課題一覧
**1.** Kt/Vの解説記事について、次の問いに答えよ。
(a) 筆者の職種は何か。
(b) 「t」は何を表し、単位は何か。
(c) Kt/Vは、透析で総体液量の何を示しているとされているか。
**2.** Kt/Vの解説記事に挙がる、Kt/Vを構成する記号をすべて挙げ、それぞれの意味と単位を添えよ。
**3.** Kt/Vの解説記事を、最後の文の後から書き継げ。

本文抜粋
○ ○ ○ ○

透析効率の指標のKt/Vとはなに?計算式も紹介します

Kt/V

こんにちは、臨床工学技士の秋元です。

本記事では、透析効率の指標である『Kt/V』について、新人の臨床工学技士や看護師に向けて、どこよりもわかりやすく、かつ詳しく解説します。

『Kt/V』をまったく知らない人でも、一からしっかりと理解できるようになっています。

先に結論をいえば、Kt/Vで透析効率を評価する際は、尿素に関するsingle-pook Kt/V(spKt/V)で評価します。

  • 尿素に関するKt/Vとは??
  • single-poolってなに?

上記の疑問のある方でも大丈夫です。これらも含めて本記事では解説します。

そもそもKt/Vとはなに?

Kt/V

Kt/V(ケー・ティー・オーバー・ブイ)

  • K:クリアランス(mL/分)
  • t:透析時間(分)
  • V:体液量(mL)

Kt/V(ケー・ティー・オーバー・ブイ)は、国際的に最も使用されている1回あたりの透析量の指標で、透析効率の評価の基本中の基本です。

わかりやすくいえば、透析で総体液量の何回分をきれいにしたかをKt/Vは示しています。

「K」はクリアランス(mL/分)、「t」は透析時間(分)、「V」は体液量(mL)のことです。

○ ○ ○ ○

データ
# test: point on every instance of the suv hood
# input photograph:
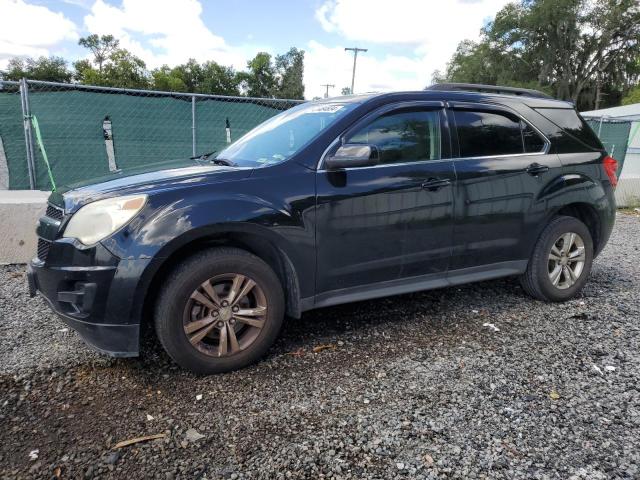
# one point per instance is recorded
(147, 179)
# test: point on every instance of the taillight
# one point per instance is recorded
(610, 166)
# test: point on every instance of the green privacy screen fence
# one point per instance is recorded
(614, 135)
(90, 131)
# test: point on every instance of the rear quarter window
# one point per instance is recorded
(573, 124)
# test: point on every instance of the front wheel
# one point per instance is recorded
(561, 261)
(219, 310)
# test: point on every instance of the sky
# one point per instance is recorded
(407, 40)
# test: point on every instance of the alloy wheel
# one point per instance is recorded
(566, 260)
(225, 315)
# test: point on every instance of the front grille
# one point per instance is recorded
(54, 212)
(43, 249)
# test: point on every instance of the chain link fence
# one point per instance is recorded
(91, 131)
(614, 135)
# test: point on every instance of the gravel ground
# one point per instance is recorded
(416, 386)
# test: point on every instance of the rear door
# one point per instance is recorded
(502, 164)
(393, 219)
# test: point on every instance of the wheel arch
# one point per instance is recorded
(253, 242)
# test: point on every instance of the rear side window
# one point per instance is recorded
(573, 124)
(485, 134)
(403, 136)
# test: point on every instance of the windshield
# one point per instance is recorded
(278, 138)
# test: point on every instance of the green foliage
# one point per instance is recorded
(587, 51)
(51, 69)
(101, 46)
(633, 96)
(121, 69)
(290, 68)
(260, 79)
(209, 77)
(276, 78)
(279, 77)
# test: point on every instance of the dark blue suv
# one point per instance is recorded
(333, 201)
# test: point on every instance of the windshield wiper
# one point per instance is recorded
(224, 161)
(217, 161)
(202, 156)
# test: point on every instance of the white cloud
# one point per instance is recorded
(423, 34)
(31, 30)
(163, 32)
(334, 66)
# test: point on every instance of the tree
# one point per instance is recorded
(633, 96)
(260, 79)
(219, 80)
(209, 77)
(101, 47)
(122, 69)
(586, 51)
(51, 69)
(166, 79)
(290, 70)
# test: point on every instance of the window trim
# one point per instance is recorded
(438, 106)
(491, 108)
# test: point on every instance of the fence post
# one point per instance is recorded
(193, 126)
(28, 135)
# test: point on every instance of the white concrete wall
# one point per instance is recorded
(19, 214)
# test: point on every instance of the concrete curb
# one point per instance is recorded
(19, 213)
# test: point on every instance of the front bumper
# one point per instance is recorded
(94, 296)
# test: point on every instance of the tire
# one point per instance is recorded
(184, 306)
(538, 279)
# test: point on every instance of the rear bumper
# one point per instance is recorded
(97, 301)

○ ○ ○ ○

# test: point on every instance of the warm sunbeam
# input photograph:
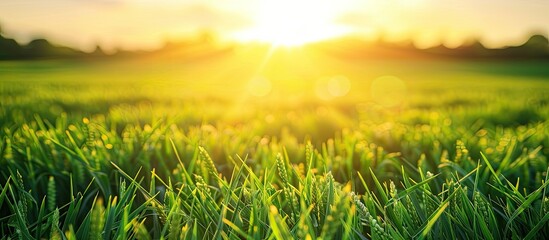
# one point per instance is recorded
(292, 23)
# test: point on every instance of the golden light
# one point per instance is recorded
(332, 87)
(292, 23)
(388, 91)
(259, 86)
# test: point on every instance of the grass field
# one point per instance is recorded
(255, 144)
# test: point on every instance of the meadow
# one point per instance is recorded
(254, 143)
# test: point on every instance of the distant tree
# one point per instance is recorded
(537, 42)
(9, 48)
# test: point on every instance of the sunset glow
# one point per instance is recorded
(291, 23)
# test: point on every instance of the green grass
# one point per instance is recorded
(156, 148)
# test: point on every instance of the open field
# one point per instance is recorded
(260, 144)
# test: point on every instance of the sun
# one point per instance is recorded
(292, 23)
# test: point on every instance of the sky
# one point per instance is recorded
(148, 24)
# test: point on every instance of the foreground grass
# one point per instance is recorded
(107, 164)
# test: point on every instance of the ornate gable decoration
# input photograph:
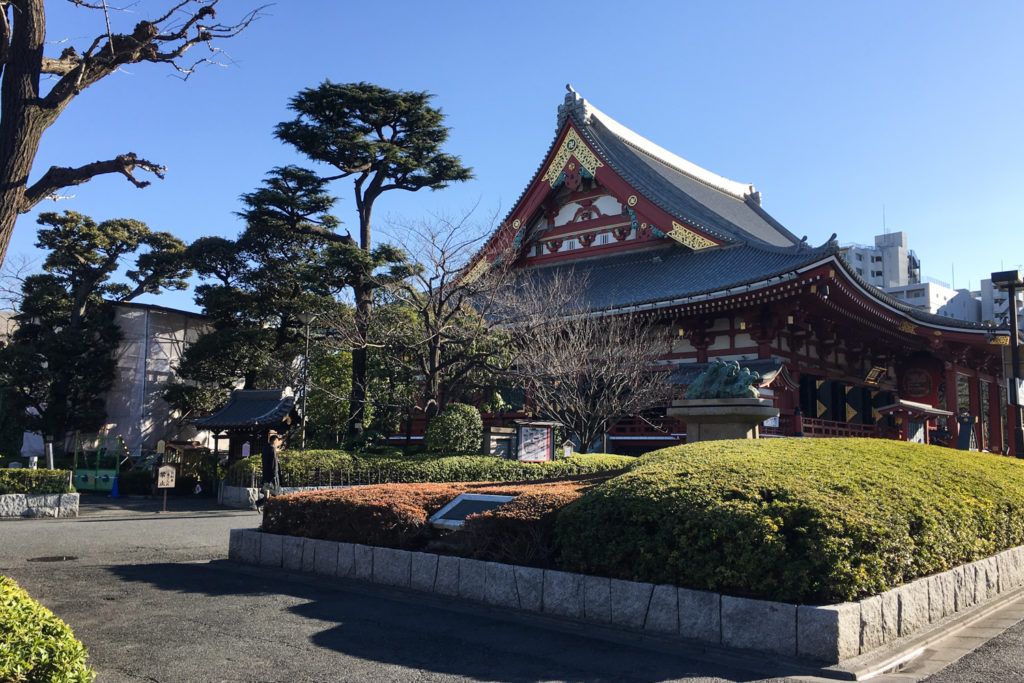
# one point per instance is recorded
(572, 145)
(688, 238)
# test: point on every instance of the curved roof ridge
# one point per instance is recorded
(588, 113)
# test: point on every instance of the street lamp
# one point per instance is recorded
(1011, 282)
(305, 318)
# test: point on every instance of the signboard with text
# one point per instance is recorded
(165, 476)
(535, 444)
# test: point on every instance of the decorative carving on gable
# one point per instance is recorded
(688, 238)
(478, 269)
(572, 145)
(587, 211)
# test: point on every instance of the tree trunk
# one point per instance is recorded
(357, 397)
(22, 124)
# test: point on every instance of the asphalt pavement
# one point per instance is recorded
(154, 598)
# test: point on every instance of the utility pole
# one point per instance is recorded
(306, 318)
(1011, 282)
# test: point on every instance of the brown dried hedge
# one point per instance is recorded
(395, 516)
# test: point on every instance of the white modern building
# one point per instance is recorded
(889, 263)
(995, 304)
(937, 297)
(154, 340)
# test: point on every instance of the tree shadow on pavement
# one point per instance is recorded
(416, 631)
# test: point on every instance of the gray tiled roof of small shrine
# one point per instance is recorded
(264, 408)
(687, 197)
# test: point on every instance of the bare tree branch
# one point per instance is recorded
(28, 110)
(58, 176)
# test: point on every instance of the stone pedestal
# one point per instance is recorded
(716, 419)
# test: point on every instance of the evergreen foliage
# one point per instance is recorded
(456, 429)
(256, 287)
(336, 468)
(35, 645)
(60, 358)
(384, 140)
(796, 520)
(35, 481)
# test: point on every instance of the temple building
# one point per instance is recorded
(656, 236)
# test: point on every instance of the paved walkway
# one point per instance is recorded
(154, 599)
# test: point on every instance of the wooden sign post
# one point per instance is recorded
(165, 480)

○ ○ ○ ○

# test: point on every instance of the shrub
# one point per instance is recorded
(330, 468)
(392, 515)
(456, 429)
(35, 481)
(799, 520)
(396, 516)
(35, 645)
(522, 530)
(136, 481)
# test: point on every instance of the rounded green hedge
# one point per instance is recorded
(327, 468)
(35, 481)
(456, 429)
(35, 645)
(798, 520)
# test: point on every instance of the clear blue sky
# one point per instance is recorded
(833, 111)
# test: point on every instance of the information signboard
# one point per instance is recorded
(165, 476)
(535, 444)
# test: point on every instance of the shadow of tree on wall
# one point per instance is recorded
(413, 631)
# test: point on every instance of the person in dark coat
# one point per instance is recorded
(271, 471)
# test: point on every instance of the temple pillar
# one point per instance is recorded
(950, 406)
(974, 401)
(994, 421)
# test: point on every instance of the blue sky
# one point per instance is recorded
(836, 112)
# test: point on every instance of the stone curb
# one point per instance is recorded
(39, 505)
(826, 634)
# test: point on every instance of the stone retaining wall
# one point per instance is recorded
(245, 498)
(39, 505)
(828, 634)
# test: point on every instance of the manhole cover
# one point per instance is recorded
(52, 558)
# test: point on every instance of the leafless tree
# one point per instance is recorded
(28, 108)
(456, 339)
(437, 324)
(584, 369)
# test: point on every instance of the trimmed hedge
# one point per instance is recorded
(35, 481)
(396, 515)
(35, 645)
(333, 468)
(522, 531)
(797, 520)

○ ○ ○ ○

解答一覧
**1.**
(a) 臨床工学技士
(b) 透析時間、単位は分
(c) 総体液量の何回分をきれいにしたか

**2.**
K:クリアランス(mL/分)
t:透析時間(分)
V:体液量(mL)

**3.**
Kはクリアランスのことなので透析効率、それにt:透析時間をかけて、V:体液量で割るので、Kt/Vでは体液全体がどれほど透析されたかがわかります。

みなさんの透析室では、最低でも月に1回は透析前後のBUN(血中尿素窒素)を測定していると思いますが、この透析前後のBUN(血中尿素窒素)を用いて透析効率『Kt/V』を計算しています。

なお、BUN(血中尿素窒素)とは、尿素に含まれる窒素のことなんですが、詳しくは下記の記事で解説していますので興味のある方は併せてご覧ください。

血中尿素窒素とは血中尿素窒素とはなにかをわかりやすく解説してみた

K:クリアランスとは

  • K(クリアランス):ある一定時間につくられた毒素なしの体液量

K(クリアランス)とは、ある一定時間につくられた『毒素なしの体液量』を意味しています。

例えば、透析の血流量が200mL/minだとします。除水なしと考えると、ダイアライザに流入する血流量=流出する血流量となります。

ダイアライザから流出する血流量は200mL/minですが、このすべての血液から毒素が抜けているわけではありません。

200mL/minのうち、毒素(例えば尿素)が完全に除去された血流量が180mL、毒素(例えば尿素)が残っている血液が20mLだとすると、この場合の尿素のK(クリアランス)は180mL/minとなります。

「t」は透析時間ですので、ようするに「K×t」とは1回の透析によってつくられた「毒素なしの体液量」となります。

K×tについて

  • 透析量『K×t』=効率『K』×時間『t』

Kt:mL
K:mL/分
t:分

Kはクリアランスのことで、ある一定時間につくられた『毒素なしの体液量』のことです。

つまり、K(クリアランス)は効率のことです。ですのでKの単位は『mL/分』です。

腎臓であれば、効率だけわかれば、24時間稼働していますから、K(クリアランス)がわかればそれだけで事足ります。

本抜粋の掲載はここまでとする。